(Excerpts from point annotation data)
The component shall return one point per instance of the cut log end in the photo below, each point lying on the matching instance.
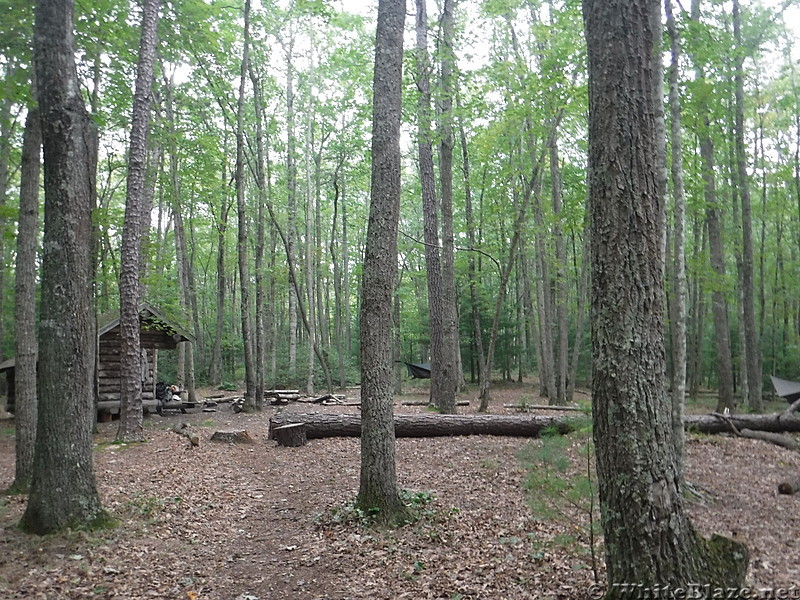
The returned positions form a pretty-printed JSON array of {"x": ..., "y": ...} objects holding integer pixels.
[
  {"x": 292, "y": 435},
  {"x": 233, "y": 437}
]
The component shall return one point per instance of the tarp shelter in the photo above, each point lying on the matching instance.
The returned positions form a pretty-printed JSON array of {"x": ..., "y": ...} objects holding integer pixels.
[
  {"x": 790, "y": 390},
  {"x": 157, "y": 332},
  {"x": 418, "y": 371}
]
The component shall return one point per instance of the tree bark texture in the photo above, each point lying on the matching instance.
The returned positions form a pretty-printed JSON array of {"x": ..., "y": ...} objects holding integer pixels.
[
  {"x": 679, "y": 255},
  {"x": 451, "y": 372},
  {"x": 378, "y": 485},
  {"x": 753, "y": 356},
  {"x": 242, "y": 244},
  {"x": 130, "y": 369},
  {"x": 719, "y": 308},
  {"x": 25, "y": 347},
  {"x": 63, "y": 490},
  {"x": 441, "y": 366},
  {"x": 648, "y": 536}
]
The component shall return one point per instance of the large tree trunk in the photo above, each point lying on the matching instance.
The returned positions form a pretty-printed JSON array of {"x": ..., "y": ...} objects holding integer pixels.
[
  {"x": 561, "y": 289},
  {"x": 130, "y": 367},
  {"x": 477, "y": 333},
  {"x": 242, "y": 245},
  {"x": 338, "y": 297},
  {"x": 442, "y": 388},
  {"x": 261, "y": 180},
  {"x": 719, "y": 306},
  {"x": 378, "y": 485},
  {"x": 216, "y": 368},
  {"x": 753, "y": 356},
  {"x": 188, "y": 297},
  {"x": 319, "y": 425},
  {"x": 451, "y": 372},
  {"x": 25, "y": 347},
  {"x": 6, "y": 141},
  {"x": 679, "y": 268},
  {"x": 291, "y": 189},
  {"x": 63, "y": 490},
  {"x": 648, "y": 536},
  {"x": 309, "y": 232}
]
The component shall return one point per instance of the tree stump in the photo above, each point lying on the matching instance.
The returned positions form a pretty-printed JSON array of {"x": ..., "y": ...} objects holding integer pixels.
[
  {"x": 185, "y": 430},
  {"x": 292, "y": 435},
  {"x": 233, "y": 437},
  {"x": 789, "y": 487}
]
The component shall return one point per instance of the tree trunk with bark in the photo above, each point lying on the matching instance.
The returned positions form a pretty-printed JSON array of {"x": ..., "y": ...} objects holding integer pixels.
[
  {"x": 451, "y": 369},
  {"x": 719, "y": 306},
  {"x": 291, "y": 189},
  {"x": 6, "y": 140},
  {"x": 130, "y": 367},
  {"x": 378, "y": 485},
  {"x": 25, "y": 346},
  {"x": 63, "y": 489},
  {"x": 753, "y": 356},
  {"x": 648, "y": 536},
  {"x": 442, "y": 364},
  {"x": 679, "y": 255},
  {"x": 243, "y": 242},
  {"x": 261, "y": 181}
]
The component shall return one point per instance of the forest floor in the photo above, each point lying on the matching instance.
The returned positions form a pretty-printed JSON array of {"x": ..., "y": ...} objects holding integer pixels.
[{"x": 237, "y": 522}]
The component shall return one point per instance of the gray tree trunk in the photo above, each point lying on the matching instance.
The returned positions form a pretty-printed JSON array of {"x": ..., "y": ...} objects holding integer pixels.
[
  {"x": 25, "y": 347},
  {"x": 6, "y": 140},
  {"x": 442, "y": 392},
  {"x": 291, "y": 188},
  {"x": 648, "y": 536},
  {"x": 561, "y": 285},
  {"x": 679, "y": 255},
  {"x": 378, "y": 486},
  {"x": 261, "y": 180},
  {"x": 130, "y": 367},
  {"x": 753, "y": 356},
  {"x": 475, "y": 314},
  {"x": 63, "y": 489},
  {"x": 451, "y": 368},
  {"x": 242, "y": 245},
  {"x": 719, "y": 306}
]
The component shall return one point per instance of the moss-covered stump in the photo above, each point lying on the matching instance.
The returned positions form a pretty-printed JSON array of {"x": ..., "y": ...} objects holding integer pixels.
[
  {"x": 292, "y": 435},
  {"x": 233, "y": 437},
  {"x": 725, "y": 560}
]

#### [WHAT IS ASKED]
Please rewrite the records from the line holding "The component shall return one point per instance of the forest" through the end of the records, inclusive, keeping the requests unchanged. In the answers, rescale every x and y coordinate by 1.3 and round each to a whole number, with halves rounded up.

#### [FULL RESPONSE]
The component shall return one point per instance of the forest floor in the photo above, each point lying on the matching instance.
The returned positions form a pretty-printed JSON array of {"x": ..., "y": ...} objects holding integer pixels.
[{"x": 308, "y": 679}]
The component shall return one point per instance of the gray tree trunk in the photo above, each point lying on the matching instance.
The returned positions form a pretty-printed JSON array of {"x": ..., "y": ...} objects holding integer pixels.
[
  {"x": 33, "y": 451},
  {"x": 8, "y": 182},
  {"x": 575, "y": 510},
  {"x": 378, "y": 244},
  {"x": 842, "y": 697},
  {"x": 729, "y": 371},
  {"x": 883, "y": 332},
  {"x": 491, "y": 632},
  {"x": 339, "y": 234},
  {"x": 169, "y": 477},
  {"x": 979, "y": 463},
  {"x": 618, "y": 408},
  {"x": 82, "y": 636},
  {"x": 586, "y": 478},
  {"x": 315, "y": 319},
  {"x": 935, "y": 398}
]
The component shall return one point per instance of the moss-covered stump in the photo above, each point lying on the matching instance.
The returned positions form a pretty-printed JSON array of {"x": ..., "y": ...} objects holding integer pixels.
[
  {"x": 380, "y": 566},
  {"x": 303, "y": 568},
  {"x": 943, "y": 728}
]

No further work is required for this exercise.